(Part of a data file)
####

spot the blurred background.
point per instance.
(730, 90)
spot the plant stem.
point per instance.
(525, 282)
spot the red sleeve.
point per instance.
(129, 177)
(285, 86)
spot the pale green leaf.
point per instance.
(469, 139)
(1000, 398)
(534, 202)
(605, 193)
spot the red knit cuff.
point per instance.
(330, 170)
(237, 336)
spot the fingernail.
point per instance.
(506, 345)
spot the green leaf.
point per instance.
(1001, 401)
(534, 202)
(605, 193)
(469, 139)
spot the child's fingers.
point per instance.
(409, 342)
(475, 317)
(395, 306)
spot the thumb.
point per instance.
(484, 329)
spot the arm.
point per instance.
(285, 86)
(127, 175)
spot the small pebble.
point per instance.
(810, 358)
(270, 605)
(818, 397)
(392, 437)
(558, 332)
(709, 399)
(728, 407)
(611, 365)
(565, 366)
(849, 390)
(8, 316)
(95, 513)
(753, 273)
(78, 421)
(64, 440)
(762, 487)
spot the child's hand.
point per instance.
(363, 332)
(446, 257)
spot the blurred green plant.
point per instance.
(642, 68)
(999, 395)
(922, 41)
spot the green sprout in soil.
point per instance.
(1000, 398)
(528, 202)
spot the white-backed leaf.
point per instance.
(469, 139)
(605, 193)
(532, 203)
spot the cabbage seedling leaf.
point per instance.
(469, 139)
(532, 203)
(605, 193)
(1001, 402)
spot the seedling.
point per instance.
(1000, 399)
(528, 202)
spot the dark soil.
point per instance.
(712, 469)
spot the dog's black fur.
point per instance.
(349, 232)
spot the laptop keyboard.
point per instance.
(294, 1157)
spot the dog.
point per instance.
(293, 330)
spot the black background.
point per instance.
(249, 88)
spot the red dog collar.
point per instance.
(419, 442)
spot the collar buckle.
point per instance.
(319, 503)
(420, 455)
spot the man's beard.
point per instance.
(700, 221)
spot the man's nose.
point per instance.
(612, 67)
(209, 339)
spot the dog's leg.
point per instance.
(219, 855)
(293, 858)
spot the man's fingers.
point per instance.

####

■ **AIM**:
Repeat every row above verbatim, from the first line to the last.

■ **SOLUTION**:
spot the blurred background.
point per instance.
(730, 90)
spot the plant stem.
point per instance.
(525, 282)
spot the red sleeve.
point per instance.
(129, 177)
(285, 86)
spot the pale green leaf.
point per instance.
(469, 139)
(1000, 398)
(534, 202)
(605, 193)
spot the red knit cuff.
point per instance.
(330, 170)
(237, 336)
spot the fingernail.
point per instance.
(506, 345)
spot the green leaf.
point per instance.
(1001, 401)
(534, 202)
(605, 193)
(469, 139)
spot the child's fingers.
point per instance.
(409, 342)
(475, 317)
(395, 306)
spot the thumb.
point per instance.
(484, 329)
spot the arm.
point per instance.
(285, 86)
(127, 175)
spot the small pebble.
point per instance.
(810, 358)
(270, 605)
(818, 397)
(392, 437)
(558, 332)
(709, 399)
(728, 407)
(611, 365)
(565, 366)
(849, 390)
(8, 316)
(95, 513)
(753, 273)
(78, 421)
(64, 440)
(762, 487)
spot the child's hand.
point per instance.
(363, 332)
(446, 257)
spot the blurred green plant.
point per instance.
(642, 68)
(999, 395)
(922, 41)
spot the green sprout in soil.
point per instance.
(1000, 398)
(528, 202)
spot the white-backed leaf.
point per instance.
(469, 139)
(605, 193)
(532, 203)
spot the cabbage seedling leaf.
point per instance.
(469, 139)
(532, 203)
(605, 193)
(1001, 402)
spot the seedling.
point per instance.
(1000, 399)
(528, 202)
spot the dark soil.
point per instance.
(712, 469)
spot the dog's black fur.
point per instance.
(349, 232)
spot the laptop keyboard.
point per instance.
(294, 1157)
spot the dog.
point per instance.
(293, 330)
spot the black background.
point per instance.
(249, 88)
spot the red dog collar.
point per instance.
(419, 442)
spot the collar buckle.
point per instance.
(319, 503)
(420, 455)
spot the man's beard.
point per instance.
(700, 221)
spot the man's nose.
point per instance.
(612, 67)
(209, 339)
spot the dog's leg.
point per instance.
(219, 855)
(293, 858)
spot the man's fingers.
point per instance.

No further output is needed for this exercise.